INPUT.

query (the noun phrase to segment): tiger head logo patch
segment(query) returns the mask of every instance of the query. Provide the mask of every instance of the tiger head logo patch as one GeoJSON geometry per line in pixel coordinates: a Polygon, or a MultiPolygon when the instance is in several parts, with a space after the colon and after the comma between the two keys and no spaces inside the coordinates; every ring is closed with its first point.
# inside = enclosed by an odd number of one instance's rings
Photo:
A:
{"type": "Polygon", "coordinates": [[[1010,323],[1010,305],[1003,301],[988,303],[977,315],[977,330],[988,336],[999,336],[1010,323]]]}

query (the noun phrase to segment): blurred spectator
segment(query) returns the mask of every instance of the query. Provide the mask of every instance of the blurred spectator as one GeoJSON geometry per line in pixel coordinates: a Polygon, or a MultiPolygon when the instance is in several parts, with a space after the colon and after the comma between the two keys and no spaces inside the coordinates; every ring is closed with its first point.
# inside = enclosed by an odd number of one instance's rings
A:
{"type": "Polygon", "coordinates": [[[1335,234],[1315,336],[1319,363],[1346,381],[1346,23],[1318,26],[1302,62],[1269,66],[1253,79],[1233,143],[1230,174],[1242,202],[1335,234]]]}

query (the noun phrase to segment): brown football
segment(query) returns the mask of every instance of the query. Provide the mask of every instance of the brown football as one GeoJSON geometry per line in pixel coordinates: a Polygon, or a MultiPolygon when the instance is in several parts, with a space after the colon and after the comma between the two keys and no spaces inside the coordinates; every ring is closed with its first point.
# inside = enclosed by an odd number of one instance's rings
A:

GIVEN PROBLEM.
Swap "pixel coordinates" for "image coordinates" throughout all of the entries above and write them out again with nothing else changed.

SOLUTION TO THIS TASK.
query (the noun phrase to segment): tiger head logo patch
segment(query) returns the mask of every instance of the query. Provide the mask of every instance of the tiger head logo patch as one GeoJSON geometry per line in image coordinates: a Polygon, or a MultiPolygon when the instance is in several parts, with a space after the colon and after the comma between the two keys and no spaces inside the coordinates; every ring is closed with its first point.
# inside = enclosed by an odd number of one instance's rings
Photo:
A:
{"type": "Polygon", "coordinates": [[[1010,323],[1010,305],[1003,301],[988,303],[977,315],[977,330],[988,336],[999,336],[1010,323]]]}

query (the noun phrase to segment): blurred spectator
segment(query) returns the mask of every instance of the query. Provide the mask of every instance of the blurred spectator as one GeoJSON geometry per line in image coordinates: a Polygon, or a MultiPolygon when the instance is in several parts, with a space after the colon and after the comma between the two keys and no spaces inside the coordinates; every ring is closed with its first point.
# inside = enclosed by an odd number of one instance's rings
A:
{"type": "Polygon", "coordinates": [[[1335,234],[1315,336],[1319,363],[1346,381],[1346,23],[1318,26],[1302,62],[1269,66],[1253,79],[1233,143],[1230,174],[1242,202],[1335,234]]]}

query (the noun phrase to segment): brown football
segment(query) returns the mask of every instance of the query. Provide the mask of every instance of the brown football as one GeoJSON geometry per line in image coordinates: a Polygon, or a MultiPolygon when the instance is in several parts, with a space after the colon and after the comma between the two keys and no spaces inside the coordinates; every ring is closed with its first point.
# inside = enclosed by an odd number of one instance's rings
A:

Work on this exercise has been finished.